ACTIVITY
In the listing below, find the line containing "Target: paved path" and the line containing "mark the playground". Repeat exactly those two lines and every line between them.

LISTED RECORDS
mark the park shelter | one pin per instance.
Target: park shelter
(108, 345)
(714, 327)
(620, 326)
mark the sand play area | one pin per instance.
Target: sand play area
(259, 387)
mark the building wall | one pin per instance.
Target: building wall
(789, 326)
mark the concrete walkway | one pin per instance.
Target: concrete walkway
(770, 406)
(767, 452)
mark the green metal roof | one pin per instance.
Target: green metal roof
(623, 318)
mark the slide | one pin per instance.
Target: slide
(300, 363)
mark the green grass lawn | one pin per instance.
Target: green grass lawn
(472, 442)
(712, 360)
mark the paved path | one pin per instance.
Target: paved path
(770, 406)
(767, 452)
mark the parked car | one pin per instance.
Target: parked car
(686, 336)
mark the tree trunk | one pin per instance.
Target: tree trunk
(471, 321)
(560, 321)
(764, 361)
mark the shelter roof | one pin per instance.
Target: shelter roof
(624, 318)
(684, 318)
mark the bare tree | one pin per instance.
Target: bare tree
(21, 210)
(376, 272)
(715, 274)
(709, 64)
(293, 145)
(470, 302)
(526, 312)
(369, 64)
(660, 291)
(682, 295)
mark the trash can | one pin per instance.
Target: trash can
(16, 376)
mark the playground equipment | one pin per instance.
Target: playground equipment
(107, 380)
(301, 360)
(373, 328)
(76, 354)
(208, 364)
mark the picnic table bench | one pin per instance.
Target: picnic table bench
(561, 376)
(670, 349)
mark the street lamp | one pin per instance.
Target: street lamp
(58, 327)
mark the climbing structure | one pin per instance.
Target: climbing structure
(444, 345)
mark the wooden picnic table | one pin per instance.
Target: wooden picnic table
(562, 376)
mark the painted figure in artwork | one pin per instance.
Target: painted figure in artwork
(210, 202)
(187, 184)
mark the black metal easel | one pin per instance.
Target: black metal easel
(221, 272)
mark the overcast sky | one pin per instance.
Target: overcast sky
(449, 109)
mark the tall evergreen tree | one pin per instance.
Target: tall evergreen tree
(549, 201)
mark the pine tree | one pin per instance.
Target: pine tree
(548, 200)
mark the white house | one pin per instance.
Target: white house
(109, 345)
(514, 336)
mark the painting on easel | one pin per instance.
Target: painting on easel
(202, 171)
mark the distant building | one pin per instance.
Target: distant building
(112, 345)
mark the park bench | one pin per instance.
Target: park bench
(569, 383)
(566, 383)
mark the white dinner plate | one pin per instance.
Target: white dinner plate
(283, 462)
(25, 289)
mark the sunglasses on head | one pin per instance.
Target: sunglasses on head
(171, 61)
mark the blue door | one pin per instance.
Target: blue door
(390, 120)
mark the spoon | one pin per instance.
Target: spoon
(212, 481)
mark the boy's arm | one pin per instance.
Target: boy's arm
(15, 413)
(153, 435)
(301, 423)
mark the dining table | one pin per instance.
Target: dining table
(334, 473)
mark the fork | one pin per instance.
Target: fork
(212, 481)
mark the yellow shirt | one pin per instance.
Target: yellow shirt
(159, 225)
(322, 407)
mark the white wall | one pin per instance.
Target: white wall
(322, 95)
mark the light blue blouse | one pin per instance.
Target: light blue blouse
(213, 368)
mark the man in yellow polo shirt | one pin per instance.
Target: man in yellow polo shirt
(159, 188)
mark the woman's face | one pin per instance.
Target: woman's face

ANSWER FOR THIS EXERCISE
Target: paved path
(770, 406)
(767, 452)
mark the parked car | one pin per instance.
Target: parked car
(686, 336)
mark the tree trunk | one pin per instance.
Target: tree trunk
(471, 321)
(560, 321)
(764, 361)
mark the shelter roof | one pin per instance.
Target: shelter roof
(624, 318)
(684, 318)
mark the bare tree | one pin per instance.
Target: bare tree
(21, 210)
(376, 272)
(715, 274)
(709, 64)
(293, 145)
(470, 302)
(526, 312)
(369, 64)
(660, 291)
(682, 295)
mark the trash can | one pin per instance.
Target: trash can
(16, 376)
mark the playground equipment | one pin per instance.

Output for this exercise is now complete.